■ Objective
Rewrite the data between the lines holding "In the photo above, where can the blue" and "column 1166, row 179", inclusive, substituting "clear sky" for "blue sky" and leaving everything else unchanged.

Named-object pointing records
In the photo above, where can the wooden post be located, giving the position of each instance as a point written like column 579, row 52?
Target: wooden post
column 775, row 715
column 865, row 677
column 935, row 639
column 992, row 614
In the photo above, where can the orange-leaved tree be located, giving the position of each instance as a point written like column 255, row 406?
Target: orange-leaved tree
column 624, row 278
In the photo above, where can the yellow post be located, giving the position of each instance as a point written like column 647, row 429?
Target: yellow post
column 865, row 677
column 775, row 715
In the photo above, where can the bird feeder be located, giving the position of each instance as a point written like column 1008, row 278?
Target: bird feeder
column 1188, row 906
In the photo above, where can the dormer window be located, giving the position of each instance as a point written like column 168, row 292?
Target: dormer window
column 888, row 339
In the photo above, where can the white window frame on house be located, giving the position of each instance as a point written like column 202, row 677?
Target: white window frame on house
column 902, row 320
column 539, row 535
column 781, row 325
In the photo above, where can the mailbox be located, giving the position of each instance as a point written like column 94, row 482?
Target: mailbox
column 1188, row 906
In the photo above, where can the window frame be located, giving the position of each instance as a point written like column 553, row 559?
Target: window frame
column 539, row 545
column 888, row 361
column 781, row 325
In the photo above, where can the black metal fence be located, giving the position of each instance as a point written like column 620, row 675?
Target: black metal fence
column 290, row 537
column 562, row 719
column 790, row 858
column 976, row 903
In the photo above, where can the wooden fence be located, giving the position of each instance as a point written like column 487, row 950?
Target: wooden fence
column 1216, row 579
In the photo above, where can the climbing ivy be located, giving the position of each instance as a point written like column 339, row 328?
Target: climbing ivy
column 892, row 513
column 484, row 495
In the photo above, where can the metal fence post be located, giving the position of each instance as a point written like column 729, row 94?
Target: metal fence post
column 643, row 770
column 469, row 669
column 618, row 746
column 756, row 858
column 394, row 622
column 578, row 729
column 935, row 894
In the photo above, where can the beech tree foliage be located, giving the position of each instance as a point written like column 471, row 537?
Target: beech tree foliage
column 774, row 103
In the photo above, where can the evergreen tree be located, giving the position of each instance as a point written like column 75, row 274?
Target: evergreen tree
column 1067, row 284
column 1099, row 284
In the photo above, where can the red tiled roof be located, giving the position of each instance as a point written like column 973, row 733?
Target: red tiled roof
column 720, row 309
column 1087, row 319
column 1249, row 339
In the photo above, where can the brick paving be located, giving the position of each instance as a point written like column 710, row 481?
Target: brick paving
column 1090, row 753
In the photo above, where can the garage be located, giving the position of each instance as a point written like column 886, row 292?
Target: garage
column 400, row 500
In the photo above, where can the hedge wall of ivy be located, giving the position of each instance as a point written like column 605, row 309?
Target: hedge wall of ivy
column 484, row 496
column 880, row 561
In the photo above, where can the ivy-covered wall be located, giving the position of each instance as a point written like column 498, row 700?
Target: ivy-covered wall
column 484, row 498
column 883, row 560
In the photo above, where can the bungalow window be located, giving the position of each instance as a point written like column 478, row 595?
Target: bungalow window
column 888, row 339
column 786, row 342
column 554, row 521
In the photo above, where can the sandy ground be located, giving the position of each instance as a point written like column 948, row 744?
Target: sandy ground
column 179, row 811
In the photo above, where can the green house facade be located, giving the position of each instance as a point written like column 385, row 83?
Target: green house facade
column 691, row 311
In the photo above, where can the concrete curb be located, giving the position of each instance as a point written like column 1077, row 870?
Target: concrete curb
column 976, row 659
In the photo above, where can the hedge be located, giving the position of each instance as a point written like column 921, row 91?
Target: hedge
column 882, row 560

* * *

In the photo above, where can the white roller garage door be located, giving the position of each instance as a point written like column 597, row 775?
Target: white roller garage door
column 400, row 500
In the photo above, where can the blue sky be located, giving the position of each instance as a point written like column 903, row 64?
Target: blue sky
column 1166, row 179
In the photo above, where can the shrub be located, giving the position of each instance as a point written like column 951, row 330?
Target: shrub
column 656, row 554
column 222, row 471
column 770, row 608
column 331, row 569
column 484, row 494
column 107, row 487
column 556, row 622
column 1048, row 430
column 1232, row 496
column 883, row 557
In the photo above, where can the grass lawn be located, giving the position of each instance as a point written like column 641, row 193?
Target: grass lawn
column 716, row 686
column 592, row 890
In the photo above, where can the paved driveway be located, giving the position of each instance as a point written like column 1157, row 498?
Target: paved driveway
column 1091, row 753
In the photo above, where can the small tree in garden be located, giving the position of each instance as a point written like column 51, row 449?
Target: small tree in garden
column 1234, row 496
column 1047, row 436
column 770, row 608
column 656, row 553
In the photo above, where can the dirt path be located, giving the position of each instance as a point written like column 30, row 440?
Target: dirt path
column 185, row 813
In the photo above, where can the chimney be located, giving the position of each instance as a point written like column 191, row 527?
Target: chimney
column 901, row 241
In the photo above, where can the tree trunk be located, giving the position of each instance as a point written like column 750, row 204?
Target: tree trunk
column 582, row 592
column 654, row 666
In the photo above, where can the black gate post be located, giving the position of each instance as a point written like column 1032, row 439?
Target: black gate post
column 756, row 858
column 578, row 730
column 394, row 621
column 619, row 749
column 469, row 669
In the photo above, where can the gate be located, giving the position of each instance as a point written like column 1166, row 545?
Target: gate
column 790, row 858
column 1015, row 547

■ Output of the exercise
In the photo above, where can the clear sky be located, giving the position of each instance as a point written like column 903, row 64?
Target: clear sky
column 1166, row 179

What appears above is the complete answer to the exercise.